DATA IN THIS EXERCISE>

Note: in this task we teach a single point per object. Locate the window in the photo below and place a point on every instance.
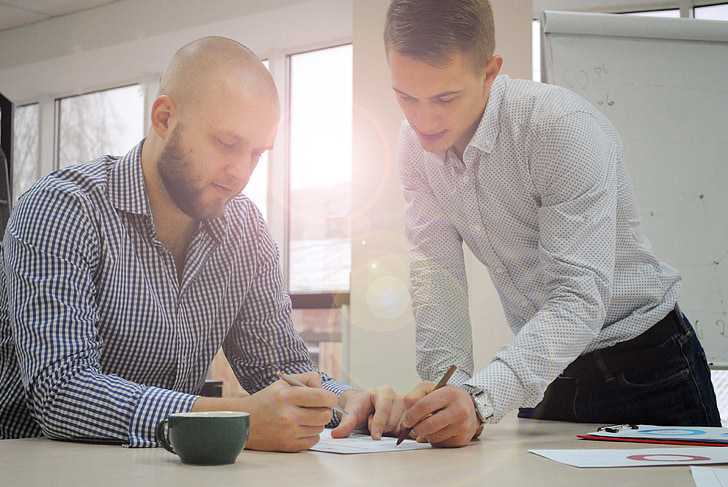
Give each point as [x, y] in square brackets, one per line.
[321, 330]
[712, 12]
[26, 148]
[320, 170]
[536, 49]
[103, 122]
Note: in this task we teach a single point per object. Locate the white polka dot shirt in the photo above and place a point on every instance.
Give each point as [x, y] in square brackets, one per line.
[543, 200]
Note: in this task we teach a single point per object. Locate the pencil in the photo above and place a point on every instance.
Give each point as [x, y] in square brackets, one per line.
[404, 433]
[292, 381]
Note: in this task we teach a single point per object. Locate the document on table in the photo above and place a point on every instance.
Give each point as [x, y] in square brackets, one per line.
[357, 443]
[645, 457]
[710, 477]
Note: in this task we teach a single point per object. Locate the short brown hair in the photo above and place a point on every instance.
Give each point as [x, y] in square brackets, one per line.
[434, 30]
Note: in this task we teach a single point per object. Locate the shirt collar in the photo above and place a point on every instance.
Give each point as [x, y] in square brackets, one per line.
[126, 183]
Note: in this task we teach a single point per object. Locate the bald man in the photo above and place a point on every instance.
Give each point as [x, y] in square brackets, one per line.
[124, 277]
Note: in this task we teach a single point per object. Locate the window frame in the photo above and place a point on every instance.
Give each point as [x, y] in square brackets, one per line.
[326, 299]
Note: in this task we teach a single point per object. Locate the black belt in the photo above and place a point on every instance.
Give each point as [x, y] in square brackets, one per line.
[605, 363]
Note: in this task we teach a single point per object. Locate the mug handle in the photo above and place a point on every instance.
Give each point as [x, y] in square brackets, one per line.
[162, 432]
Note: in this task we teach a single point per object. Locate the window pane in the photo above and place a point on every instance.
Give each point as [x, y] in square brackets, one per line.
[658, 13]
[26, 148]
[321, 330]
[713, 12]
[536, 49]
[104, 122]
[257, 187]
[320, 178]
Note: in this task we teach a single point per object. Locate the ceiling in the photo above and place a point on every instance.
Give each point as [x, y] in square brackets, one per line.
[16, 13]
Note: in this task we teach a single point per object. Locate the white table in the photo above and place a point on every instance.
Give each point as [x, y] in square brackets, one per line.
[501, 458]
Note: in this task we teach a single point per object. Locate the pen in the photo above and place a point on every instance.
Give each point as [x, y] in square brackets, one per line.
[404, 433]
[292, 381]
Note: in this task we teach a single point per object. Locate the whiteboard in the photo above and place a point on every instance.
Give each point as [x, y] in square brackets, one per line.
[664, 84]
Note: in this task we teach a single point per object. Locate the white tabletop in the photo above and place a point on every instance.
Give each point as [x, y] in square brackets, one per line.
[501, 458]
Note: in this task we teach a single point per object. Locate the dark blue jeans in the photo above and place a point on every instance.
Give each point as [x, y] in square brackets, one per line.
[660, 377]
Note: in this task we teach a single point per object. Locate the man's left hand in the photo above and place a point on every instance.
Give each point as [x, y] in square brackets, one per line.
[379, 411]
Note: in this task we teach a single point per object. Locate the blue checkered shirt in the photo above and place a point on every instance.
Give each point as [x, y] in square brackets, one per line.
[99, 340]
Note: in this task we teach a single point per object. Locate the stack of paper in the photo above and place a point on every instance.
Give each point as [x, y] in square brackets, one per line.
[357, 443]
[672, 435]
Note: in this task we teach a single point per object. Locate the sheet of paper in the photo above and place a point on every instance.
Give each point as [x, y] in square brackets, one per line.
[644, 457]
[663, 433]
[709, 476]
[363, 444]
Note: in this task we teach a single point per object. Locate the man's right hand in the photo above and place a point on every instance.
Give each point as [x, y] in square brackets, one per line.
[282, 417]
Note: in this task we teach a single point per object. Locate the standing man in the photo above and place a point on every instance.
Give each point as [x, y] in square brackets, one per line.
[124, 277]
[531, 177]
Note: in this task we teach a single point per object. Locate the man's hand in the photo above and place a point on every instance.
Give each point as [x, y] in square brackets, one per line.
[282, 417]
[445, 417]
[378, 411]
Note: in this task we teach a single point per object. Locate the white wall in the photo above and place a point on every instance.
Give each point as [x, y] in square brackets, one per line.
[382, 327]
[133, 40]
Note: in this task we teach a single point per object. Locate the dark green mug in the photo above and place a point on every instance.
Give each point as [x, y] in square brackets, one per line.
[205, 438]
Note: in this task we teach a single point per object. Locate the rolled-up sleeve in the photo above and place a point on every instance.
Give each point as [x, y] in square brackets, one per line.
[574, 173]
[51, 253]
[438, 282]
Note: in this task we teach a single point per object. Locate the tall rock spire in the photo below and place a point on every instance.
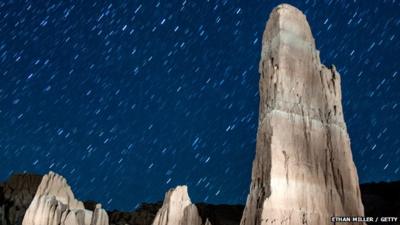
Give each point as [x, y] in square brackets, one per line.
[177, 209]
[55, 204]
[303, 171]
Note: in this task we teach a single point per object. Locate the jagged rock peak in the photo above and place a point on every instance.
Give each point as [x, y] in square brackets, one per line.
[177, 209]
[303, 171]
[56, 185]
[55, 204]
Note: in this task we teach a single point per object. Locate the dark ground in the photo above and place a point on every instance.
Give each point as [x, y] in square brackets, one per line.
[380, 199]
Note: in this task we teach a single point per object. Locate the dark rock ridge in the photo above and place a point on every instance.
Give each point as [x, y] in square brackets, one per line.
[380, 199]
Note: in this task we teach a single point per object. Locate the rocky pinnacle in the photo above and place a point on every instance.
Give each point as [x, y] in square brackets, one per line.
[178, 209]
[303, 171]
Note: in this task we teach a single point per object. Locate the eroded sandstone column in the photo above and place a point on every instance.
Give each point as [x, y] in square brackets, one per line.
[177, 209]
[303, 171]
[55, 204]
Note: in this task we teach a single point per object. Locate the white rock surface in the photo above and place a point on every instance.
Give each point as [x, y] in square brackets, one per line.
[55, 204]
[178, 209]
[303, 171]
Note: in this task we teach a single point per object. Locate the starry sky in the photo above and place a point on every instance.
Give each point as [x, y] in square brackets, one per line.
[127, 99]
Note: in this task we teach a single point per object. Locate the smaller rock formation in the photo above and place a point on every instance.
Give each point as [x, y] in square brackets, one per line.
[54, 204]
[15, 196]
[178, 209]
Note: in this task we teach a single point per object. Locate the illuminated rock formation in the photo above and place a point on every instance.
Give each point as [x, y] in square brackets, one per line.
[177, 209]
[303, 171]
[54, 204]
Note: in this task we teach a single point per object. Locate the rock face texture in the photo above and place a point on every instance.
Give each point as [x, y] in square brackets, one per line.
[55, 204]
[15, 196]
[303, 171]
[177, 209]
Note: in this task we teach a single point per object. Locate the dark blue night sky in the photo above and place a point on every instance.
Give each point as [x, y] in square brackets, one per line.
[129, 99]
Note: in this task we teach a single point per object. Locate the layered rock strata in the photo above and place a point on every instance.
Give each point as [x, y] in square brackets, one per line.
[303, 171]
[55, 204]
[177, 209]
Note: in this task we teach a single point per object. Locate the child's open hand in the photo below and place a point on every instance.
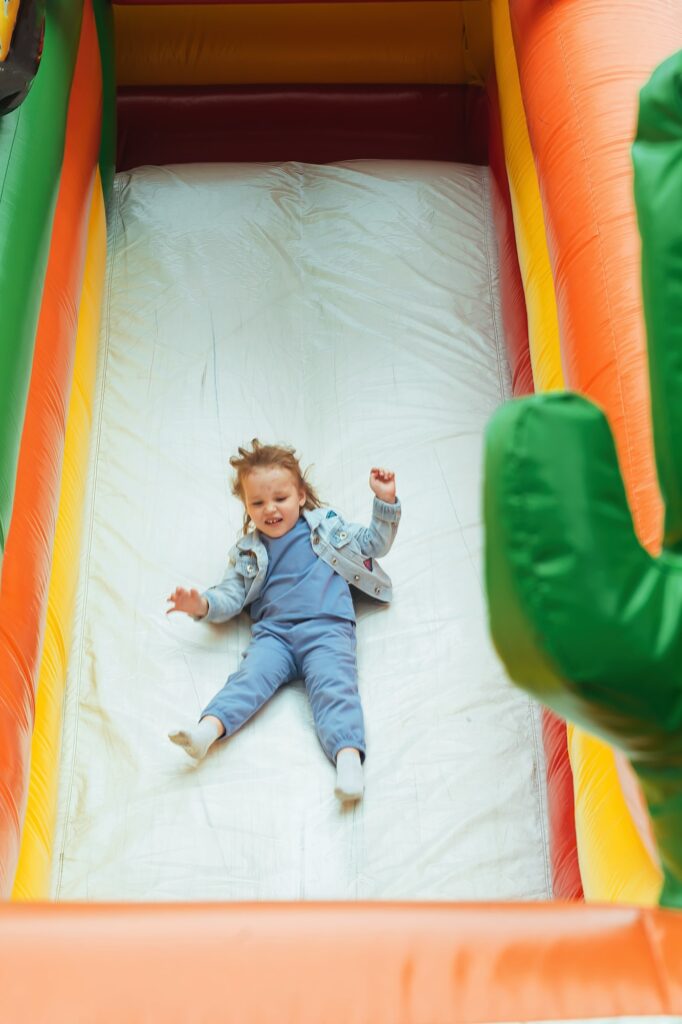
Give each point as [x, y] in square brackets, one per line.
[189, 601]
[382, 482]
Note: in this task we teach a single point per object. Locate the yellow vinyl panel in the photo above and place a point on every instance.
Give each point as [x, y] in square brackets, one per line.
[33, 875]
[615, 865]
[527, 211]
[614, 862]
[370, 43]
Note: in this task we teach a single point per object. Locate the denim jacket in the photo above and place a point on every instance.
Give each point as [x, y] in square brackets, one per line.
[347, 547]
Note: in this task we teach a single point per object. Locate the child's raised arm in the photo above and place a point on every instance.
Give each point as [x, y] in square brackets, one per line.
[189, 601]
[382, 482]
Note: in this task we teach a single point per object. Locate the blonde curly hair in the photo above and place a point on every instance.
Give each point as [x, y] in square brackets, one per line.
[266, 457]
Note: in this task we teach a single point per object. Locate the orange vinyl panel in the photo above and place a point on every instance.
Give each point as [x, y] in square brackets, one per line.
[582, 66]
[29, 553]
[337, 963]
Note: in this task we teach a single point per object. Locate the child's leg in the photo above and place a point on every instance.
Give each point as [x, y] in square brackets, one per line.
[327, 653]
[267, 665]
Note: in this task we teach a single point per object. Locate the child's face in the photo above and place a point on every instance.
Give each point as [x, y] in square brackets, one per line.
[272, 500]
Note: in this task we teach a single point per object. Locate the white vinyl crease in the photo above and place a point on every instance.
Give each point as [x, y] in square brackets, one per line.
[350, 310]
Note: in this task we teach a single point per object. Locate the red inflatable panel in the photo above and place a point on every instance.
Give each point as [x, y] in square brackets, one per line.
[313, 124]
[566, 882]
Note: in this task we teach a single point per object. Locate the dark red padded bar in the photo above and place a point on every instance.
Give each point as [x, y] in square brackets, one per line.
[312, 124]
[226, 3]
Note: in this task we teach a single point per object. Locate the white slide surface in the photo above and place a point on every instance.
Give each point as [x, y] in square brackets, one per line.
[350, 310]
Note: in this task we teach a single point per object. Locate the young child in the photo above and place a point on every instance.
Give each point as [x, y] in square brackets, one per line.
[292, 568]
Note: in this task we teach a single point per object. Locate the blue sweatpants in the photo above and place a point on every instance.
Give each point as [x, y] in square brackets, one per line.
[322, 652]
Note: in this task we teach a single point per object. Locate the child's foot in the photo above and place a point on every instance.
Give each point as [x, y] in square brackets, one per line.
[349, 782]
[197, 741]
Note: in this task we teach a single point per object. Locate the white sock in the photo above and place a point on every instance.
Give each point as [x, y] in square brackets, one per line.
[349, 782]
[197, 741]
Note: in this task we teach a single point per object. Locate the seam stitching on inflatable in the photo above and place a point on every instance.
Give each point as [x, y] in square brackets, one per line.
[104, 335]
[504, 390]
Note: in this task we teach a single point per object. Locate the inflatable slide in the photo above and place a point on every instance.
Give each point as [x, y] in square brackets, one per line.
[366, 229]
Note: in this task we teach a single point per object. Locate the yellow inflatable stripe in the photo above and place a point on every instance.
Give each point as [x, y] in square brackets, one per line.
[614, 862]
[33, 876]
[8, 12]
[368, 43]
[527, 211]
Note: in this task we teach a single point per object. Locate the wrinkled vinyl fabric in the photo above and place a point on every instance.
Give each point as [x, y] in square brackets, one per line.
[350, 310]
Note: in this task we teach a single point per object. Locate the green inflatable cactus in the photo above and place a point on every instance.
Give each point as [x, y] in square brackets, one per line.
[583, 617]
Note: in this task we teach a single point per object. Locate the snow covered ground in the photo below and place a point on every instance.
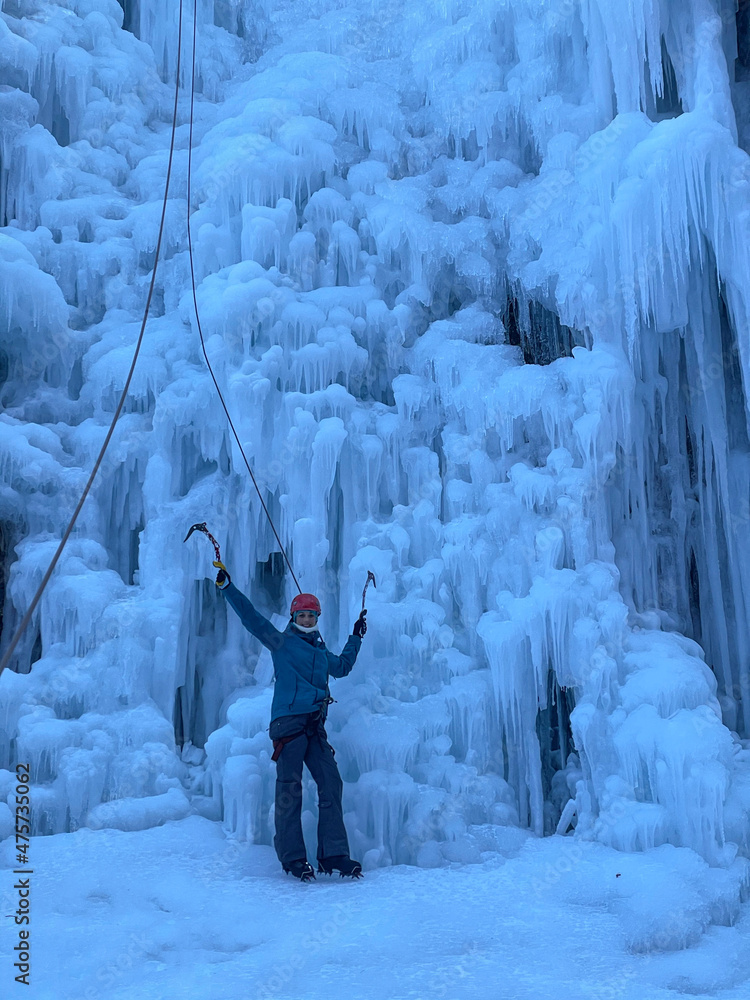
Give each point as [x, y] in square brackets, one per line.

WHAT THIS TASK INVOLVES> Which lines in the entries above contain "yellow"? Pull each of them out.

TASK OUTPUT>
Note: in this task we teach a single point per object. Locate the yellow vinyl panel in the photo above and place a point on every instance.
Note: in this task we teach a single point per object. Locate the yellow inflatable stripe in the photo above and place a point on every instance.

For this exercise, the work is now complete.